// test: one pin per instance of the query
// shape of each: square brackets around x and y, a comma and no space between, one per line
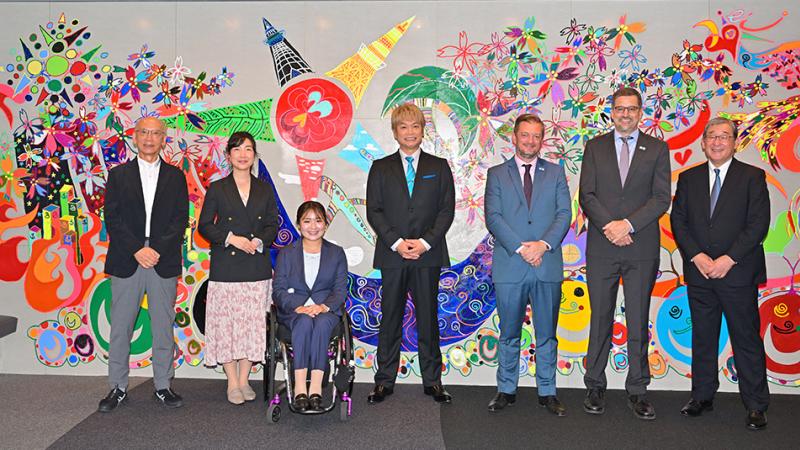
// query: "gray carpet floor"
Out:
[60,412]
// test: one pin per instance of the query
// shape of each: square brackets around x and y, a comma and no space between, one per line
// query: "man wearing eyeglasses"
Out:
[624,189]
[528,213]
[720,218]
[146,213]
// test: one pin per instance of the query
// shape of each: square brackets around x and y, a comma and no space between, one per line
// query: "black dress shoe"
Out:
[315,402]
[553,404]
[168,398]
[694,408]
[642,408]
[595,401]
[379,392]
[756,420]
[439,393]
[301,402]
[501,400]
[112,400]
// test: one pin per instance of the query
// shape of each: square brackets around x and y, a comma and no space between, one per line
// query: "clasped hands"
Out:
[532,252]
[147,257]
[618,232]
[311,310]
[411,248]
[242,243]
[713,268]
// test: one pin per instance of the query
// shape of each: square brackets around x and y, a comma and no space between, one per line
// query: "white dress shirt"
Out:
[521,170]
[148,172]
[311,268]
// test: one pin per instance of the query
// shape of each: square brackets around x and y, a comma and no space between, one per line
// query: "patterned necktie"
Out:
[624,160]
[527,183]
[715,192]
[410,174]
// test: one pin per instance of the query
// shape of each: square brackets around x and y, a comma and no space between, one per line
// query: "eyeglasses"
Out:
[145,132]
[630,109]
[722,138]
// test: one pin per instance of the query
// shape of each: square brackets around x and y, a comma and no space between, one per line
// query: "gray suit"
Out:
[643,199]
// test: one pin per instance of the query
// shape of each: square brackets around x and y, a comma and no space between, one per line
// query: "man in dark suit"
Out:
[624,189]
[720,219]
[528,213]
[146,214]
[410,205]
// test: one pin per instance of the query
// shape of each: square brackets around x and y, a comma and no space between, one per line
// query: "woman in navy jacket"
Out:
[309,290]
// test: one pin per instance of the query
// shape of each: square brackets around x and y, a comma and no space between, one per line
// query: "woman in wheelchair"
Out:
[309,289]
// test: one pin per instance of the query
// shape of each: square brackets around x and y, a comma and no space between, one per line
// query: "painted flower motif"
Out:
[573,31]
[472,203]
[142,57]
[464,54]
[12,180]
[177,72]
[632,58]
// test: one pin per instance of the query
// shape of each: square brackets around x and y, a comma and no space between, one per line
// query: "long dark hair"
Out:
[238,139]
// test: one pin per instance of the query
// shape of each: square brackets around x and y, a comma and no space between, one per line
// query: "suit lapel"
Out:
[638,155]
[423,166]
[611,156]
[727,187]
[255,193]
[396,167]
[516,180]
[161,185]
[300,262]
[704,192]
[322,262]
[232,193]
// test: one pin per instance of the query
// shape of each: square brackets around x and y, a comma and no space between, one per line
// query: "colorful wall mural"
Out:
[69,104]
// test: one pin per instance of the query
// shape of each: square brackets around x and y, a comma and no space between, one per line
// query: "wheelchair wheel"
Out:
[274,413]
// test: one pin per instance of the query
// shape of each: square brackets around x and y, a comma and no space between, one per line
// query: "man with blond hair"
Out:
[146,213]
[410,205]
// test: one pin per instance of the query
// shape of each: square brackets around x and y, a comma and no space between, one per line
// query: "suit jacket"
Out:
[289,288]
[426,214]
[125,217]
[223,212]
[737,228]
[511,222]
[644,198]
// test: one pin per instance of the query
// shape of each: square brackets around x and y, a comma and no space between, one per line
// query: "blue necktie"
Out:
[715,192]
[410,174]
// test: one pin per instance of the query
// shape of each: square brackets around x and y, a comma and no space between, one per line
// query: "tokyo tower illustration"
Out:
[288,62]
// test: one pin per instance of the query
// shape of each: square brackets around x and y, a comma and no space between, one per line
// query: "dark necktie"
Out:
[527,183]
[624,160]
[715,192]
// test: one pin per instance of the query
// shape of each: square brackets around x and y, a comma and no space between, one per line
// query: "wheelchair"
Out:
[339,374]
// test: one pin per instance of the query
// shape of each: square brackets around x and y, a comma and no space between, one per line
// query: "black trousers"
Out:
[740,306]
[423,282]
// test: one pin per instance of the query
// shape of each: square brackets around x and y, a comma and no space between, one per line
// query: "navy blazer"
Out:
[223,212]
[124,215]
[643,200]
[427,213]
[289,288]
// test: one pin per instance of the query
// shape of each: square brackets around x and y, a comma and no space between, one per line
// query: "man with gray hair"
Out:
[720,218]
[146,213]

■ **AIM**
Return every line above that contains the word "gray", matching case exactly.

■ **RESULT OF THE EXERCISE**
// query: "gray carpet floor"
// query: "gray suit"
// query: "man with gray hair"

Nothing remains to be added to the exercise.